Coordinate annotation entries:
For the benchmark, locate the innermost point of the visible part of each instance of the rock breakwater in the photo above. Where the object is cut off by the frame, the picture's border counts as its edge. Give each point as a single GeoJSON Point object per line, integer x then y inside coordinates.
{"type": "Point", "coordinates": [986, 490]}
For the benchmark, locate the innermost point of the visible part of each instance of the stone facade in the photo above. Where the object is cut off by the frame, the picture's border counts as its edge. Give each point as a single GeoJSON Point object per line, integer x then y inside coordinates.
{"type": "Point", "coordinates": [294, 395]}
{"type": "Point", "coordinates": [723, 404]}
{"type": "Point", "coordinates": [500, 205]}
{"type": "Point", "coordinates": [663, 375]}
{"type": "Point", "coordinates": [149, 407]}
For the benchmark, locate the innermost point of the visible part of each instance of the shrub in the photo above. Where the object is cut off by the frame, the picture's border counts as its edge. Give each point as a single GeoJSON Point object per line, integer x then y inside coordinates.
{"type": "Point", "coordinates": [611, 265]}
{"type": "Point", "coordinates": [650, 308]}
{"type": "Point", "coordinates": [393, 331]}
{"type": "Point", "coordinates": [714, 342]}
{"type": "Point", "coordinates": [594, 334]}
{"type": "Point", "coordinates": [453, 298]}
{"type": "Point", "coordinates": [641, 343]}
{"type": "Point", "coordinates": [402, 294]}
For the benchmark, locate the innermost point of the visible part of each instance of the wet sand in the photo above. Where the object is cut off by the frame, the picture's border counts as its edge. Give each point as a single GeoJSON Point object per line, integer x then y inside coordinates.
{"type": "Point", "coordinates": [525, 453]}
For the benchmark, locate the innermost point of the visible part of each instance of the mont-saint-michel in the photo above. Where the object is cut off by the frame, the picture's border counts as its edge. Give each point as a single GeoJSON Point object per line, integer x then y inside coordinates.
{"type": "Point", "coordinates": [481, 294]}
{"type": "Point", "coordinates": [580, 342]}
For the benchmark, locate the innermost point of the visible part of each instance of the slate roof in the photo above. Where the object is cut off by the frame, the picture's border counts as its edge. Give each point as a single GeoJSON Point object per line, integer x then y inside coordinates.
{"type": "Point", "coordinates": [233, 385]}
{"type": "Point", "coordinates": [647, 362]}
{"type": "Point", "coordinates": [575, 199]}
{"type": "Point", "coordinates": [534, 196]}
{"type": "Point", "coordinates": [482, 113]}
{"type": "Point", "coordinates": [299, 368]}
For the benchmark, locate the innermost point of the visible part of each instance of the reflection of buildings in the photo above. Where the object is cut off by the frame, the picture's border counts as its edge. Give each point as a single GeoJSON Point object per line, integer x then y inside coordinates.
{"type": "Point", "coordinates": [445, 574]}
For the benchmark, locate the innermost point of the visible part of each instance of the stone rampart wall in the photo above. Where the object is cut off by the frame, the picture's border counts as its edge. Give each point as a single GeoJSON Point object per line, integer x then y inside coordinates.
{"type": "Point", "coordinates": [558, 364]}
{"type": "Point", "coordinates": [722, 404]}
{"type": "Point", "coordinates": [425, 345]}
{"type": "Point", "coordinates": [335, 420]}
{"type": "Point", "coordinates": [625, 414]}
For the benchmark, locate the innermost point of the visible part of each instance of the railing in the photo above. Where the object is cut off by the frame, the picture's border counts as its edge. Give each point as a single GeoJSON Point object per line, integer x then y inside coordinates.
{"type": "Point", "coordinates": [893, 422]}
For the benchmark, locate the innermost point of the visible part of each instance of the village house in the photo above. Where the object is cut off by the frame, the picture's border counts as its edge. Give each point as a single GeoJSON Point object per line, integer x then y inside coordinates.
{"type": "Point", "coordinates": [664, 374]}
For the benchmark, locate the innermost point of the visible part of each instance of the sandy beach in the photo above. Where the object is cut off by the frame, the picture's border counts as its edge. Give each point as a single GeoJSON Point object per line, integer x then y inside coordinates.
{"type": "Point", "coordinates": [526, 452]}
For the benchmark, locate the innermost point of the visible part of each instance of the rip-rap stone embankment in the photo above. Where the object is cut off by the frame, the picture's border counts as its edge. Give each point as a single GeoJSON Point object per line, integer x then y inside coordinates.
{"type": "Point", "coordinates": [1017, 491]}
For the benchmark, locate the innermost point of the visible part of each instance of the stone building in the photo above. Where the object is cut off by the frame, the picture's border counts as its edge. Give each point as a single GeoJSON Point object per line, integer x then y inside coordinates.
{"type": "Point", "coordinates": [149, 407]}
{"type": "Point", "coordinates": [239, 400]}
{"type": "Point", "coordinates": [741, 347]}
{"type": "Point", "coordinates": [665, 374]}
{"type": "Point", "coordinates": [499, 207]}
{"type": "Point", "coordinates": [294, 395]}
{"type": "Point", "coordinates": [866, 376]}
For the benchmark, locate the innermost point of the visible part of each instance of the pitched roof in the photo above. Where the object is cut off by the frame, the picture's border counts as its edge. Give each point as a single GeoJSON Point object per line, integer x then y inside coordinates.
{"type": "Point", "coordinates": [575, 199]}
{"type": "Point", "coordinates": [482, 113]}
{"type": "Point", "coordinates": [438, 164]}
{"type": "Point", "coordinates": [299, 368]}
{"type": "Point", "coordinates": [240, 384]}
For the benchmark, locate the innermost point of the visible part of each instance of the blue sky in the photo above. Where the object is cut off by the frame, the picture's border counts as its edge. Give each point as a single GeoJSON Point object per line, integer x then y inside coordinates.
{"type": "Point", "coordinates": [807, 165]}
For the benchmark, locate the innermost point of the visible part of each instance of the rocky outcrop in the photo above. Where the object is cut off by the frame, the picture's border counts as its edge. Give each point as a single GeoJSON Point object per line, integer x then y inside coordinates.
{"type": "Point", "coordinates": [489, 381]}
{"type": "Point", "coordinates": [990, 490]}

Task instructions>
Reproduce every line of the material above exactly.

Written response>
For the benchmark, locate the innermost point of the visible part of each instance of the rock breakwater in the photo above. Where the object is cut off by the frame, the picture's border counts as its edge. Give each point as a single GeoJSON Point object per line, integer x then y inside coordinates.
{"type": "Point", "coordinates": [986, 490]}
For the benchmark, locate the innermost point of the visible part of each instance of the stone facade in the photo above. Where the object is cut off by the frame, the picture's border counts as its edge. Give each point as a single GeoJSON Point object per line, integer x then y inside coordinates.
{"type": "Point", "coordinates": [294, 395]}
{"type": "Point", "coordinates": [723, 404]}
{"type": "Point", "coordinates": [500, 205]}
{"type": "Point", "coordinates": [663, 375]}
{"type": "Point", "coordinates": [149, 407]}
For the benchmark, locate the innermost point of the visible part of each instance of the shrub in the photo above. Where the object is cut off by the frame, the picture's border counts as its edge. Give each point as a single GeoJSON Point object per line, integer x then y inside coordinates.
{"type": "Point", "coordinates": [611, 265]}
{"type": "Point", "coordinates": [650, 308]}
{"type": "Point", "coordinates": [393, 331]}
{"type": "Point", "coordinates": [714, 342]}
{"type": "Point", "coordinates": [594, 334]}
{"type": "Point", "coordinates": [453, 298]}
{"type": "Point", "coordinates": [641, 343]}
{"type": "Point", "coordinates": [402, 294]}
For the benchmark, locate the innermost point of the visible part of each instance of the wet sand in the photo above. Where the object is cut off by the frame, the picture's border counts as its edge. Give each point as a single GeoJSON Point object per line, integer x then y inside coordinates.
{"type": "Point", "coordinates": [525, 453]}
For the benchmark, locate the innermost point of the visible part of each instance of the mont-saint-michel in the photo above. Where the object is cut off by the frame, the picture's border counts as its edge. Give each point as a single GeoJSON Point object per line, integer x then y inside coordinates.
{"type": "Point", "coordinates": [481, 294]}
{"type": "Point", "coordinates": [580, 342]}
For the benchmark, locate the innermost point of the visible part of each instance of the slate roof in the photo above. Where the object is cut off by the frame, the picture's border counts as its edge. Give each point as a single GeoJSON Point object per line, integer x then y inside coordinates.
{"type": "Point", "coordinates": [233, 385]}
{"type": "Point", "coordinates": [647, 362]}
{"type": "Point", "coordinates": [575, 199]}
{"type": "Point", "coordinates": [534, 196]}
{"type": "Point", "coordinates": [482, 113]}
{"type": "Point", "coordinates": [299, 368]}
For the benchmark, locate the innermost point of the visible part of each instance of the reflection of buildings in the photo above. Where the object is cut off by the frame, the picture's border counts as its edge. Give each point as a single GeoJSON Point object per line, integer x then y inside coordinates.
{"type": "Point", "coordinates": [445, 574]}
For the benchmark, locate the innermost point of the visible part of each instance of the stone rampart wall in the photo above. Where the object is cut off by the frame, the picture's border counts as its edge. Give each point as a single GeoJSON Point object per line, integer x then y inside coordinates.
{"type": "Point", "coordinates": [558, 364]}
{"type": "Point", "coordinates": [722, 404]}
{"type": "Point", "coordinates": [425, 345]}
{"type": "Point", "coordinates": [335, 420]}
{"type": "Point", "coordinates": [625, 414]}
For the benchmark, locate the innermost point of the visible part of each instance of the railing in the photo above. Where the object is cut off by the frame, the picture's border counts as its edge. Give each point as a single GeoJSON Point object per line, integer x then y inside coordinates.
{"type": "Point", "coordinates": [893, 422]}
For the benchmark, locate the innermost point of the visible part of each instance of the village house in the photo above. Where the object is cut off by the frame, the picture's border counts as its edge. Give each point as a single GeoJSON Point object per line, integer x then y inside coordinates.
{"type": "Point", "coordinates": [664, 374]}
For the benchmark, locate the innermost point of the visible part of each instance of the sandy beach in the photo above. Where the object is cut off by the frame, the picture's border counts as its edge. Give each point as a single GeoJSON Point object per line, integer x then y inside coordinates.
{"type": "Point", "coordinates": [526, 452]}
For the benchmark, locate the innermost point of the visible part of each instance of the rip-rap stone embankment in the photo above. Where the object is cut off by the frame, the picture's border counts as its edge. Give each point as a single GeoJSON Point object per line, integer x then y inside coordinates.
{"type": "Point", "coordinates": [1017, 491]}
For the benchmark, locate the innermost point of the visible part of each instance of the stone building in the photo above. Where the object is cut off by the frame, the picture's border counts as its edge. Give each point as a single GeoJSON Point object per line, integer x then y inside coordinates.
{"type": "Point", "coordinates": [149, 407]}
{"type": "Point", "coordinates": [239, 400]}
{"type": "Point", "coordinates": [741, 347]}
{"type": "Point", "coordinates": [665, 374]}
{"type": "Point", "coordinates": [499, 207]}
{"type": "Point", "coordinates": [294, 395]}
{"type": "Point", "coordinates": [866, 376]}
For the benchmark, locate the innermost point of the visible part of each instance of the pitched roof in the photo above. Where the object is cut off by the frame, the picture's border counts as its edge. Give each point as a single GeoJSON Point object per line, integer x then y inside coordinates.
{"type": "Point", "coordinates": [575, 199]}
{"type": "Point", "coordinates": [482, 113]}
{"type": "Point", "coordinates": [438, 164]}
{"type": "Point", "coordinates": [299, 368]}
{"type": "Point", "coordinates": [240, 384]}
For the benchmark, locate the innermost point of the visible part of each instance of the blue sky in the photo above. Where the object is cut off by the frame, the picture's border counts as its edge. Give each point as a single GeoJSON Point object per line, integer x then y inside coordinates.
{"type": "Point", "coordinates": [807, 165]}
For the benchmark, locate the innermost point of the visible part of each instance of the rocky outcrop in the photo above. Where the object is cut off by the frame, the picture's border counts as its edge. Give each point as a single GeoJSON Point object per line, integer x then y inside coordinates.
{"type": "Point", "coordinates": [489, 381]}
{"type": "Point", "coordinates": [990, 490]}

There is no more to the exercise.